# Set exercise a
Write out the entries below word for word, from the very first entry through the line that contains "xmin=0 ymin=65 xmax=414 ymax=299", and include both of those lines.

# Passage shown
....

You are right there is no such thing as a transparent pixel! All pixels have a color even fully transparent ones.

You can get this value, photoshop just uses a lot of energy to keep people thinking transparent is a color of its own. And for some reason 100% transparent is white by default in Photoshop, this makes PS sometimes a bit problematic for game assets. Anybody who interpolates values knows differently*. There are essentially 2 ways, and any combo thereof.

  1. The image calculations is impervious to Photoshop's sleigh of hand. This is useful if you want to decompose the channels as they are and move over to channel based workflow at some point (see below).

  2. Scripting layer has access to the actual data of a pixel

Now there is a lesser known mode in Photoshop, back to 1980's. Does not work well with layers but solves this issue (clunky) with channels. All you see is the opaque values and lapha is taken form channel called alpha. So if you really need to color the transparent pixels do this:

Just copy the red channel over to a new channel, green abd blue also then alpha as separate. Delete layers and make the new channels the R G B channel and copy alpha as a channel named alpha. You will miss all photoshop's functions but you can do this as a last step, or last resort. You can decode this as an action so you only ever have to do this once.

....

# Entries supplied
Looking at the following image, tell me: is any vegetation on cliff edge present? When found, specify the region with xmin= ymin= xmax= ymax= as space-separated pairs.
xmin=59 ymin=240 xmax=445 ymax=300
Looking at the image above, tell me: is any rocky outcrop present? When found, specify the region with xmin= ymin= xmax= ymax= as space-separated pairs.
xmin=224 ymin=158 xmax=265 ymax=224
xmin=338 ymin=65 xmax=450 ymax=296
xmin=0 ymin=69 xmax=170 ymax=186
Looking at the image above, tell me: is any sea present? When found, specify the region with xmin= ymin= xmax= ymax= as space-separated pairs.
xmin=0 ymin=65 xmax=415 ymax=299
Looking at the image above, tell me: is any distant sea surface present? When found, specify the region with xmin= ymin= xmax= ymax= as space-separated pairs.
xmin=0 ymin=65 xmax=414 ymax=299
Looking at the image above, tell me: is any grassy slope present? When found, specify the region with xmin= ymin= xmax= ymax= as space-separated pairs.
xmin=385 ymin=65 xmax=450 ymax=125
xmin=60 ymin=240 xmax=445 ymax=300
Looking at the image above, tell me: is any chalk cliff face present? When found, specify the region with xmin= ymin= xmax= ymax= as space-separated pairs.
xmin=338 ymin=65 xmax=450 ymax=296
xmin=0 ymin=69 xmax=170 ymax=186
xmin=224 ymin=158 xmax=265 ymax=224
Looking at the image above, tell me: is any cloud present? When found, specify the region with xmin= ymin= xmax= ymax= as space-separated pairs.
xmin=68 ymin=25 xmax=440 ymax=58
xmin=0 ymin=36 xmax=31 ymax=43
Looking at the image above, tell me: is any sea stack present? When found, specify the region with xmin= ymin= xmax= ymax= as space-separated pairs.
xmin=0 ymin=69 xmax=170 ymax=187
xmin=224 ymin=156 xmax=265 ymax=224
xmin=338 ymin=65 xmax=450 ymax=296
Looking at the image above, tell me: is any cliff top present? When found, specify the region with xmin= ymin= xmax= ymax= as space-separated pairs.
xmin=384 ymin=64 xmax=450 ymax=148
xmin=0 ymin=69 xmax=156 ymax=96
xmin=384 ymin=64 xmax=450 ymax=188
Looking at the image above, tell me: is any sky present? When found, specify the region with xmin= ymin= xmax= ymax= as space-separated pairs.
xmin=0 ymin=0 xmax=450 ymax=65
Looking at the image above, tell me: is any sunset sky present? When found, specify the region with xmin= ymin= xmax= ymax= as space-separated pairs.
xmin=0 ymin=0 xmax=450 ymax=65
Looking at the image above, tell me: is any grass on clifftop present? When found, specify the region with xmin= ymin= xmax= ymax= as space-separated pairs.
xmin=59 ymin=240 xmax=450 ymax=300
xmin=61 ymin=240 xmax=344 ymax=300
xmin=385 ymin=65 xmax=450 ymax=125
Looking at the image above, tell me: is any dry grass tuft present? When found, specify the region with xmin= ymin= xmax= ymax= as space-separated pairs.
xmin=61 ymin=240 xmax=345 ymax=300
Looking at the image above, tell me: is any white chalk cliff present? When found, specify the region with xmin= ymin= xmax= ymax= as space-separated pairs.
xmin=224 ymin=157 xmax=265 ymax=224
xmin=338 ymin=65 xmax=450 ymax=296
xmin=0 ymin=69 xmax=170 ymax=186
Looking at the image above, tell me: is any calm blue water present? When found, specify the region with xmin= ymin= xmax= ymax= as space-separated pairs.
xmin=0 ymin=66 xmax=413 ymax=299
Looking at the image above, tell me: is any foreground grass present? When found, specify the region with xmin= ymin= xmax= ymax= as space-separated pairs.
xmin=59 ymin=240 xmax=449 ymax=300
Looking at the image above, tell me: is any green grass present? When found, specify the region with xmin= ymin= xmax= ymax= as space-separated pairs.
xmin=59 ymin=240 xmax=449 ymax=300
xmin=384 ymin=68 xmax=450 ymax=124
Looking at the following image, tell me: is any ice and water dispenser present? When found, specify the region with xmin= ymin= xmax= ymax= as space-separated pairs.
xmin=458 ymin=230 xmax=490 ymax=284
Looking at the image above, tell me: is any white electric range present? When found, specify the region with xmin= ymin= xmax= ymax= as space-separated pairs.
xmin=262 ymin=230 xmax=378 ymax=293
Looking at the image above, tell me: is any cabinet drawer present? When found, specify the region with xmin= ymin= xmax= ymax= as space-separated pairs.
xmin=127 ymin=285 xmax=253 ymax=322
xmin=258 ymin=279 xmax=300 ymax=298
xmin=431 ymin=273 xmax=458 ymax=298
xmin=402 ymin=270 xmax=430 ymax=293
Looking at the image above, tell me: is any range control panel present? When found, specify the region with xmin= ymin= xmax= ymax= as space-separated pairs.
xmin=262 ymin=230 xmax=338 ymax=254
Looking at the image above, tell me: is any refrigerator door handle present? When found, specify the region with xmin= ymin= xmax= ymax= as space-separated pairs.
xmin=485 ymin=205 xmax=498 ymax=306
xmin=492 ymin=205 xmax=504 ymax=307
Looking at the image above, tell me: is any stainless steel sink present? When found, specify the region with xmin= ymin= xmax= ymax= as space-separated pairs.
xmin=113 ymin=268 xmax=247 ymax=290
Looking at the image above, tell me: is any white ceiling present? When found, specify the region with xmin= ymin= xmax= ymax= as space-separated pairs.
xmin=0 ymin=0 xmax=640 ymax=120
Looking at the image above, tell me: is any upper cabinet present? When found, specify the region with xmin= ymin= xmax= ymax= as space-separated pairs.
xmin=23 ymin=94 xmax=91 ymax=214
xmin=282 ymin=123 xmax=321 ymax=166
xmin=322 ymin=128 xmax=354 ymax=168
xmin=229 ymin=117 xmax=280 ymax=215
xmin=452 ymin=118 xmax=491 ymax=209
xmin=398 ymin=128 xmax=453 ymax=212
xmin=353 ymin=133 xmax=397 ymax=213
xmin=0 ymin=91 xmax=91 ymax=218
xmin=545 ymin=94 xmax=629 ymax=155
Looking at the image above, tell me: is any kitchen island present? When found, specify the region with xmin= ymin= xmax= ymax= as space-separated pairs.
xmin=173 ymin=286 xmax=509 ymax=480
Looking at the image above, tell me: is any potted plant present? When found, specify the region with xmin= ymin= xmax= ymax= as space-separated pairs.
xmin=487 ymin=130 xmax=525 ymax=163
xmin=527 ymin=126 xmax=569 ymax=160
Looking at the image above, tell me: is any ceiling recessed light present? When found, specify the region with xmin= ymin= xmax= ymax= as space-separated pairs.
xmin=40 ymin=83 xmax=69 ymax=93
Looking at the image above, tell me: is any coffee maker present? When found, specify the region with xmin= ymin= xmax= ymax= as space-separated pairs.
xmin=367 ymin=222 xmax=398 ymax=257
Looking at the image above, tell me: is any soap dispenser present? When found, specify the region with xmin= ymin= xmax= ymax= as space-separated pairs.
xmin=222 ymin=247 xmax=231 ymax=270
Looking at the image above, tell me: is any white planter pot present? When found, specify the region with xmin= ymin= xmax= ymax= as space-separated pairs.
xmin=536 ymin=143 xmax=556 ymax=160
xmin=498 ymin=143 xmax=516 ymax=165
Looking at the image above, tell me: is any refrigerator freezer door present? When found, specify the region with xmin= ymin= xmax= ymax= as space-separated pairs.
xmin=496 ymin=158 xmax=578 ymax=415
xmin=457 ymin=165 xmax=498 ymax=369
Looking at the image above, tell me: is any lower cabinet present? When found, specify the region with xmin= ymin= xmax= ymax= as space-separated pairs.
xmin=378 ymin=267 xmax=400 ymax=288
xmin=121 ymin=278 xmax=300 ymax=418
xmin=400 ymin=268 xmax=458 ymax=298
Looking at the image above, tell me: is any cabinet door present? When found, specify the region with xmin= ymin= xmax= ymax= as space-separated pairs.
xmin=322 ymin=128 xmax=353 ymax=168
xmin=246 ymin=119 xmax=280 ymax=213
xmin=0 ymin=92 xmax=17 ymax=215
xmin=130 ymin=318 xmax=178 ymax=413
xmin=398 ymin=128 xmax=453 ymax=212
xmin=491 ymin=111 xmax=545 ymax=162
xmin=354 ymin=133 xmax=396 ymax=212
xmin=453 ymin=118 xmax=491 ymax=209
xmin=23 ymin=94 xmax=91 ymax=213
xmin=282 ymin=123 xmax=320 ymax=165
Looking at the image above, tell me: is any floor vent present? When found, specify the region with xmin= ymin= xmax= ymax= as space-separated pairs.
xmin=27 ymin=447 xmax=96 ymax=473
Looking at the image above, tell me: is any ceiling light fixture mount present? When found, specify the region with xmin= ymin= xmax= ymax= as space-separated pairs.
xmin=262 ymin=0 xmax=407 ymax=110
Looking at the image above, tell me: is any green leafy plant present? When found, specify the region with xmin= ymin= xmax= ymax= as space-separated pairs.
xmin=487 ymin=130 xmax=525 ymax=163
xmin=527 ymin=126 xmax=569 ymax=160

....

# Set exercise b
Carry on writing the post about transparent pixels in Photoshop, starting right after its last sentence.

# Final answer a
Looking at the following image, tell me: is any vegetation on cliff edge present? When found, specify the region with xmin= ymin= xmax= ymax= as space-separated pairs.
xmin=59 ymin=240 xmax=445 ymax=300
Looking at the image above, tell me: is any rocky outcrop present? When found, specify the region with xmin= ymin= xmax= ymax= as space-separated pairs.
xmin=224 ymin=158 xmax=265 ymax=224
xmin=338 ymin=65 xmax=450 ymax=296
xmin=0 ymin=69 xmax=170 ymax=186
Looking at the image above, tell me: is any sea present? When found, specify the region with xmin= ymin= xmax= ymax= as space-separated pairs.
xmin=0 ymin=65 xmax=415 ymax=299
Looking at the image above, tell me: is any distant sea surface present? When found, specify the region with xmin= ymin= xmax= ymax= as space-separated pairs.
xmin=0 ymin=65 xmax=414 ymax=299

# Final answer b
Photoshop essentially is a bad editor for non-image work. A lot of other tools are way better. Anybody who does vfx will has to stand where you are now, at some point.

* One can debate wether this is good or bad. Lets just say this is the way they have chosen to implement this. Its ok if you only ever do images for print, ist semi ok if you only do images for 1:1 size display in digital. It can be problematic, but in 3d and vfx its a severe limitation. It has the benefit of needing a lower amount of brainpower to accept.

  • Is the result not the same as this graphicdesign.stackexchange.com/questions/97458/…?
    – Rafael
    Mar 20, 2020 at 21:05
  • Could you upload a practical example of where this matters? What you've described with channels, this will make white where transparency is, how is this beneficial for mipmapping or anything else? To my understanding a compressor dictates if fully transparent pixels will be treated as white or black and it's user's role to add bleeding. Mar 20, 2020 at 21:44
  • @Rafael yes but calculations would work on multilayer files.
    – joojaa
    Mar 21, 2020 at 6:09
  • @SergeyKritskiy two main issues premultiplied vs unmultiplied alpha since 3D engines mainly require unmultplied alpha youd need to unmultiply the color. Second when you work out the mipmap the white will bleed trough to the mipmap generator. Unless you build a more sophisticated builder, which then would need a switch somewhere (source of error) to account for all those textures that dont use alpha channel as alpha but a extra datalayer.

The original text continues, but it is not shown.